• **What this task involves**: Give back every entry, exactly as written.
*** Task data
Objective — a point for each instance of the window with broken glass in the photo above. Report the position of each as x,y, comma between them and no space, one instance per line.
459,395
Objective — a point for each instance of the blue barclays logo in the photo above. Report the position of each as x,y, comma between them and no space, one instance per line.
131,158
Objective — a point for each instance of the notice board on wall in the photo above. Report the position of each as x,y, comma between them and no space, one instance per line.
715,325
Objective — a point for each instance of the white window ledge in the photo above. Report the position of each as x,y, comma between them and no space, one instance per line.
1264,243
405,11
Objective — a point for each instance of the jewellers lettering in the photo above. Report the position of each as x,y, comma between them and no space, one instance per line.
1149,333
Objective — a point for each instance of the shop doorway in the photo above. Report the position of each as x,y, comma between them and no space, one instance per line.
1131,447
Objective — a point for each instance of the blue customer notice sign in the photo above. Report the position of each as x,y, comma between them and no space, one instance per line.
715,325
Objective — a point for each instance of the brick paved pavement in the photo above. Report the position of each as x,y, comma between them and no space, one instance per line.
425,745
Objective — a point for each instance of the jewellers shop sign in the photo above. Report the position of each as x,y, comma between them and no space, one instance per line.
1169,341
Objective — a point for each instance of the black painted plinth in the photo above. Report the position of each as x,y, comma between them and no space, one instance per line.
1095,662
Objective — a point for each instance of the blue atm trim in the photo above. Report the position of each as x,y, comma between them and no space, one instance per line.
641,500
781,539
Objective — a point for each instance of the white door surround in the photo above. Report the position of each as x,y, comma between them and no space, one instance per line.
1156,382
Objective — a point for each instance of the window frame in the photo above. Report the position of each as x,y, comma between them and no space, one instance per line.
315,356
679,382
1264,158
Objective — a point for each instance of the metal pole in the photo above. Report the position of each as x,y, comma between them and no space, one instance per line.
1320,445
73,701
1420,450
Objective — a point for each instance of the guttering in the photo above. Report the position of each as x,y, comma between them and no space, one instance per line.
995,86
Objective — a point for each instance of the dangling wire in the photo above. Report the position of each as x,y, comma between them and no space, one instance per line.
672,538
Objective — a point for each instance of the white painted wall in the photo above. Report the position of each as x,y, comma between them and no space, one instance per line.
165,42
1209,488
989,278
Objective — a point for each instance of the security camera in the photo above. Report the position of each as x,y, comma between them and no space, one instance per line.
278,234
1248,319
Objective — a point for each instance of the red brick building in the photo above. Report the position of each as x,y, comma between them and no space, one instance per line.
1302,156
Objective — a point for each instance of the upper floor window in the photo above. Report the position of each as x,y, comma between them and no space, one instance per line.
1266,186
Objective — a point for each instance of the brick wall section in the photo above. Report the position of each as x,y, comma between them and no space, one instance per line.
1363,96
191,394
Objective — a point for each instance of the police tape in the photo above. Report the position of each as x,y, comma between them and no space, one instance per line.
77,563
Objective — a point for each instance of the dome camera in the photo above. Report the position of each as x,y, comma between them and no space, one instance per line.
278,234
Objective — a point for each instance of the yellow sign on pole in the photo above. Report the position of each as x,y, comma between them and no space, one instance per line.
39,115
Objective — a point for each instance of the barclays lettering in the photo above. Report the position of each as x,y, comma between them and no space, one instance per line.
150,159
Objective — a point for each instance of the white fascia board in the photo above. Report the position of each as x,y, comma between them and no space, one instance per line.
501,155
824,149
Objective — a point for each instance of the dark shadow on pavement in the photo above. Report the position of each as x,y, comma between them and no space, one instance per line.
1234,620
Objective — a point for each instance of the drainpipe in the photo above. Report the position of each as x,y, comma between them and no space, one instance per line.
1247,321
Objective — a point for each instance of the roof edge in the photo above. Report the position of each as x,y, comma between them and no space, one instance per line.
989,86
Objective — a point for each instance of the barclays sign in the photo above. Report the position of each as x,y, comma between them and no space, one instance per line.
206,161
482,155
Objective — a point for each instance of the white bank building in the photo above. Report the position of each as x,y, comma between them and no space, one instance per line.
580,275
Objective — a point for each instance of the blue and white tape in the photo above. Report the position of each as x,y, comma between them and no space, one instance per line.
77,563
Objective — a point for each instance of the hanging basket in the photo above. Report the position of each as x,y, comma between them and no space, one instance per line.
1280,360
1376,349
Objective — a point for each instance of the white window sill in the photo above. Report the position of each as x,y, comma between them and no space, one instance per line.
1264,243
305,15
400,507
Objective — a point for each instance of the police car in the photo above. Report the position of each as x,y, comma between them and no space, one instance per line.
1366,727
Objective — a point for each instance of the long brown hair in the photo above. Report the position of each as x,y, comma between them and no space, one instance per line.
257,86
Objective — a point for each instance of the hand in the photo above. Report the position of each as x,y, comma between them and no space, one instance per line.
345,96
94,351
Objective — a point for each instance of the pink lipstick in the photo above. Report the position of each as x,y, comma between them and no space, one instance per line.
******
• **Task response**:
Objective — a point for each instance of the window with broken glass in the photo above. Report the position of each as x,y, comma between them and no space, one instance per line.
459,395
Objective — a point for each instance of the blue barclays logo in the photo above. Report the position of each as x,y, comma between them and no space, one instance per line.
131,158
Objective — a point for each instance of the notice board on wall in the photo above. Report the position of each as x,y, comma between them and no space, one instance per line.
715,325
Objective — a point for each instance of the white window ledge in the photo above. Report the position of each as x,y, comma between them and no space, one instance per line.
1264,243
405,11
Objective — a point for each instance of the jewellers lettering in the photo above. Report the position of each as x,y, comma between them and no space, one instance per line.
1149,333
Objective — a point for each instance of the shop doorway in the photo above. Report the position of each as x,y, comma between them and no space, one instance per line.
1131,447
Objective — a point for each instance of the blue customer notice sign in the photo above. Report the position of each as x,y, comma between them and no space, one instance per line.
715,325
Objective — a point for each instance of the brick paved pavement in the photo above. Report the position of each as x,y, comma between them and no space, one instance per line.
425,745
Objective — a point for each instance of the jewellers shop sign in the photo above. Report the position of each as x,y, comma between them and no space, one instance per line.
1169,341
Objective — a point for each instance of the black painted plinth in the photo above. Report the position of each as x,y, comma between them and no space, one instance per line.
1095,662
Objective — a point for each instance of the blue atm trim in the photo above. Report the position of each as x,y, comma between them and no space, one instance per line.
641,500
781,539
Objective — a point for each instance of the white door surround in the photo above. Report the position of each as x,y, comma between them and no space, one instance per line.
1156,382
Objective — a point for each instance of the window frame in the photo above. Report the position of each as x,y, comma between them and no space, one instance per line.
315,356
679,382
1264,158
Objective — a point for each instance of the metal pole in the photo above. Report the position of each as x,y, comma between them and no space, one instance per line.
1320,445
73,701
1420,450
Objective — a point for each instance of the guttering in the photo above. Report the position of each as x,y, comma between them and no space, one instance per line.
995,86
Objective — a point for each instance of the dangling wire in the photo above. Report the position of each as x,y, comma between them and no space, one instance per line.
672,538
Objective — a point for each instance of the white painted wall in the photo above. Report the position of each as x,y, comma between them and no space, one instance per line.
165,42
1209,488
989,278
Objective — a point for each instance of the security camera in the photo above. Report the position of each as x,y, comma between them and no space, one instance per line.
278,234
1248,319
Objective — a point for each instance of the red brick building in the photo above. Report the position of each as x,y, comma between them and no space, one instance per line.
1302,156
Objective — a point for each instance of the upper floor window in the photo above. Report the position of each as x,y, comma between them and no space, one instance per line.
1266,186
Objective — a point for each instance of the brick wall section in the photo above. Report the position of each as x,y, comma between them and no space, one instance per line.
1363,96
191,394
Objective — a point for each instance of the police tape in the photo above. Report the position of each as x,y, comma between them and no space, one instance per line.
77,563
Objective — a point for each instance of the dome camera in the photo above. Report the position of each as x,y, comma between them and no space, one instance per line.
278,234
Objective — a point for each instance of the yellow sign on pole in the photo above. Report the position of each as x,y, comma between them and no space, one instance per line.
39,115
Objective — a point for each instance of the barclays lettering in the photo above. Report the position of each as x,y, comma between them and no space, one instance per line.
150,159
Objective — a point for each instance of the white fascia board in the photo above. Report the position of each as x,y, comma between them and no space, one instance per line.
501,155
824,149
Objective — a point for each instance of the dark shadow on pavement in the photo above. Report the position of each as x,y, comma between them and no space, one instance per line.
1234,620
Objective — a point for each instance of the drainpipe in the photo above. Report the position of each as x,y, comma between them and no space, one instance per line.
1247,321
Objective — a point for each instance of the roof edge in the photo above. Report the position of each as x,y, comma between them and no space, one instance per line.
989,86
Objective — a point for each instance of the barclays sign in the photo above. Report the position of each as x,y, comma between them and no space, one instance per line.
206,161
482,155
Objective — a point for each instance of the white bank building in the photo above. Report the position of each as x,y, comma between them and no space, one instance per line.
580,275
Objective — a point for each instance of the blue and white tape in the photo above. Report the position of each as x,y, comma between them and no space, one instance per line.
77,563
Objective — a point for each instance of the hanging basket in the photo above. Report the position of each as x,y, comma between them and no space, one instance per line.
1280,360
1376,349
Objective — a point for each instance of the white window sill in the photo above. Report the position of each as x,y, comma between them and no space, one instance per line.
1264,243
305,15
400,507
Objective — a point for each instance of the police car in the photo above. Report the position of each as x,y, comma between them and no space, one instance per line.
1366,727
Objective — a point for each instance of the long brown hair in the photo above. Report the position of each as x,y, comma between them and no space, one instance per line.
257,86
Objective — a point for each instance of the hand in the photo above. Report the position of each as x,y, comma between them and no space, one instance per line.
345,96
94,351
Objective — a point for each instance of the pink lipstick in the photo above. Report the position of each as x,y, comma between them and no space, one instance per line.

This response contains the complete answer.